Exercise details ▸
Copy the rows word for word, from the line containing "[locate] the man's dark" through the final row, both ends included.

[Items from a data source]
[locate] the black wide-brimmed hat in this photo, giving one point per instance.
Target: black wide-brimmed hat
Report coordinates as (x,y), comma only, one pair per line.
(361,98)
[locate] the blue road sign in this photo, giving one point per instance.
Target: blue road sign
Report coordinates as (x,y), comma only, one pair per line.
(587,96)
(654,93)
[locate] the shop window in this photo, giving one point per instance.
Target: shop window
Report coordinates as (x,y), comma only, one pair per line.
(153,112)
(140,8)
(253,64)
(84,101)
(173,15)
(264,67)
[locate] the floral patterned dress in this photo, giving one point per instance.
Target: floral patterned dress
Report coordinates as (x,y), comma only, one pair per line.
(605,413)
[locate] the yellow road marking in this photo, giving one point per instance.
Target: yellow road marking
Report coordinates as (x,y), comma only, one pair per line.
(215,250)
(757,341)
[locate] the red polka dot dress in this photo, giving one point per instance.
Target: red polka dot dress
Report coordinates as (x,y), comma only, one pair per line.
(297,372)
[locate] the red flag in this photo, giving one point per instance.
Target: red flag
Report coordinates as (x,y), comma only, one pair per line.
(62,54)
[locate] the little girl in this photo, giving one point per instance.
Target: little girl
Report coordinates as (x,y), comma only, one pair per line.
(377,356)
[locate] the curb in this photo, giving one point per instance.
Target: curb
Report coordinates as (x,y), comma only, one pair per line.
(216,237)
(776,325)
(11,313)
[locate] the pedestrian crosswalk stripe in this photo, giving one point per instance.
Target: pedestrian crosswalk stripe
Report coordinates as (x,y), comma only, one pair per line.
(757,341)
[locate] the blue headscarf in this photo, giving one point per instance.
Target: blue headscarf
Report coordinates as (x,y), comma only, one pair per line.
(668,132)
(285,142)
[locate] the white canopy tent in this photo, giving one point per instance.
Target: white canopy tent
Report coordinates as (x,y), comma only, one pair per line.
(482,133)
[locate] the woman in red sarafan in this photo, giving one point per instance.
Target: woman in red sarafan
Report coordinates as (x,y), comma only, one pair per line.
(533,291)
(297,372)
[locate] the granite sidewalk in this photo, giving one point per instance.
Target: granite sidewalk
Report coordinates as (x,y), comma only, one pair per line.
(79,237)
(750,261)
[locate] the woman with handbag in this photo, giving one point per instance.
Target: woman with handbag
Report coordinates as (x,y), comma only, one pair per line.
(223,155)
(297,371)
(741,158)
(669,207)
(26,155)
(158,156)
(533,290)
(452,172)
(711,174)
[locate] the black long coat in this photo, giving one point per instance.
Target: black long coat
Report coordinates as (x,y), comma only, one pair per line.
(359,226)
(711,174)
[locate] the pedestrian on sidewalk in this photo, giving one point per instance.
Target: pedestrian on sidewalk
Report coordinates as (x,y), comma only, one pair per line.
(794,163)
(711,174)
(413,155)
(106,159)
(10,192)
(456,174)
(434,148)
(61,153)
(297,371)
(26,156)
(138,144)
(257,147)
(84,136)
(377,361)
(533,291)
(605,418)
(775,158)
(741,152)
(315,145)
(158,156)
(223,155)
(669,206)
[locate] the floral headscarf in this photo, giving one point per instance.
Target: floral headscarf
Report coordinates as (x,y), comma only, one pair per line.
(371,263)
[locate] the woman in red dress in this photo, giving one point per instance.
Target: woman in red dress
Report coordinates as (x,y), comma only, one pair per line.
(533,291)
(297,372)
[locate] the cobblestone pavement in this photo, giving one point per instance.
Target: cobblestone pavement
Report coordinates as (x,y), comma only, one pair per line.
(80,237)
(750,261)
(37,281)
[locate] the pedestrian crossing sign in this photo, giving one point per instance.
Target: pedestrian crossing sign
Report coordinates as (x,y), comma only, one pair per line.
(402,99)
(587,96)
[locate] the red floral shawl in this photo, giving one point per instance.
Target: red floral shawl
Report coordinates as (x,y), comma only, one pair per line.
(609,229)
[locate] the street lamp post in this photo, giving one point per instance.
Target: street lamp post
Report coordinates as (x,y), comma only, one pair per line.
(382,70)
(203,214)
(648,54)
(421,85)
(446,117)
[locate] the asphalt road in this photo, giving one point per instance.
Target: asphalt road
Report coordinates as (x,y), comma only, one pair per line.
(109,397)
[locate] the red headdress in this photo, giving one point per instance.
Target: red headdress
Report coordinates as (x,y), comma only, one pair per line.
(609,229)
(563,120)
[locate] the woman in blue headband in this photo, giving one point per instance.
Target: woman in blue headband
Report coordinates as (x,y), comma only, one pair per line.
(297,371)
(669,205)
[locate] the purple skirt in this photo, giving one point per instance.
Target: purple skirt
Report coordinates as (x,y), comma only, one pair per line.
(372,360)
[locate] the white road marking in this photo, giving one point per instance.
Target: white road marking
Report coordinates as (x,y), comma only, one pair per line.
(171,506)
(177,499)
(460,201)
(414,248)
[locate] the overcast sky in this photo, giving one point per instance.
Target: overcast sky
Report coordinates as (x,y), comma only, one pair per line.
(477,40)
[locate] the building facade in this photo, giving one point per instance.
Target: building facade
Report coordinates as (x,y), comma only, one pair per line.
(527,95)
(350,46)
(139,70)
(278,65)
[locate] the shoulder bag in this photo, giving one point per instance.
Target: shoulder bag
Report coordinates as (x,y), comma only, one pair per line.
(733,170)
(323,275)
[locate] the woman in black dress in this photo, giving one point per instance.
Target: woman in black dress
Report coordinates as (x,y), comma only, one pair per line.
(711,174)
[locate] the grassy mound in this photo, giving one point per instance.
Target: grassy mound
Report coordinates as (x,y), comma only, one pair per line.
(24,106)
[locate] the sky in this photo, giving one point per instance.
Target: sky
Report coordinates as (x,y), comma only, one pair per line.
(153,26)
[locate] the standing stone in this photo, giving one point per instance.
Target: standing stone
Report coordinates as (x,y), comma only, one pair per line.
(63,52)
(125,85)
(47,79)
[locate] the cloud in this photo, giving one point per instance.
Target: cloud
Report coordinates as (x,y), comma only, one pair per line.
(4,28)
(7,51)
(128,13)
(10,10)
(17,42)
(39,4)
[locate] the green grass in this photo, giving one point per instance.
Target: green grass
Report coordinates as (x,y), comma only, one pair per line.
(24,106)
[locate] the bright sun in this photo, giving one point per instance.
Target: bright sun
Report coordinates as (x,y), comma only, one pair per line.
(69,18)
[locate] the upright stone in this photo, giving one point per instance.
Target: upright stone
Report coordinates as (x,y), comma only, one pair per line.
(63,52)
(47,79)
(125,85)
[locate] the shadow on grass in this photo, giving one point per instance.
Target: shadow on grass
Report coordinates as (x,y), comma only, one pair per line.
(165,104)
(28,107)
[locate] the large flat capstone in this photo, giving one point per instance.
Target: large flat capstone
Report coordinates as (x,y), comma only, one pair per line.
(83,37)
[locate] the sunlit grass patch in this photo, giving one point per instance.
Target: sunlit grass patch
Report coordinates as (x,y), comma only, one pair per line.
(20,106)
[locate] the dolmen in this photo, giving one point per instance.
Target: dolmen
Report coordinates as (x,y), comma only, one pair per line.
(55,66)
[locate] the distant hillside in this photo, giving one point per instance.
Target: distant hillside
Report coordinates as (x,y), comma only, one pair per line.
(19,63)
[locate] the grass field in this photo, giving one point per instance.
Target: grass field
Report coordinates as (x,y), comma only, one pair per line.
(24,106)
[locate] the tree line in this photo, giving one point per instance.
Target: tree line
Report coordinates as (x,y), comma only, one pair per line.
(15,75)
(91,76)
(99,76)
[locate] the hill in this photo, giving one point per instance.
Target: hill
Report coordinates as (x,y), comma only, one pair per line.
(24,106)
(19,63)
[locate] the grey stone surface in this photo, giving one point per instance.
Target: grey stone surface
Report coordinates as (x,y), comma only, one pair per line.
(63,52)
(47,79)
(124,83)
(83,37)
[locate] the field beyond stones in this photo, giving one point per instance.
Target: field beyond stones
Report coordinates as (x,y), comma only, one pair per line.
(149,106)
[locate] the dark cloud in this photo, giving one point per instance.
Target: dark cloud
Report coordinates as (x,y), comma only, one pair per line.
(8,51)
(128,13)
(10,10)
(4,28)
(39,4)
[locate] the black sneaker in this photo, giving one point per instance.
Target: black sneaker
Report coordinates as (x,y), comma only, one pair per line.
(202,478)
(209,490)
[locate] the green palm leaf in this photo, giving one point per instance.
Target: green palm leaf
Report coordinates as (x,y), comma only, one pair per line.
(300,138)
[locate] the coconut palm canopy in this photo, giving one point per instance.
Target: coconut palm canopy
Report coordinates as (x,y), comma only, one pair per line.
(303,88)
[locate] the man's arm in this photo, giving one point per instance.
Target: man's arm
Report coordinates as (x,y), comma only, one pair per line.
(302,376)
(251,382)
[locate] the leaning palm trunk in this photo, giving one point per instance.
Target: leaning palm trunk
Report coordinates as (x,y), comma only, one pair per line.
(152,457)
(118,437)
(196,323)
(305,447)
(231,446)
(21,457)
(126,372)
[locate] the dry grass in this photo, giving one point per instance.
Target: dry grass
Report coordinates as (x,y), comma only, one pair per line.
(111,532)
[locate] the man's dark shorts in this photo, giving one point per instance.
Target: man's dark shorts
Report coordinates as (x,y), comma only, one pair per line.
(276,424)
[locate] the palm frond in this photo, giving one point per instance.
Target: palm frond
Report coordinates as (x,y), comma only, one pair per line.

Response to this exercise ▸
[locate] the man's dark shorts in this photo, giving one point per instance.
Target: man's dark shorts
Report coordinates as (x,y), comma only, one pair per line.
(276,424)
[locate] the palm frond in this photo, giving one point per instance.
Target: palm frond
Report coordinates as (x,y), comma only, one pair per line.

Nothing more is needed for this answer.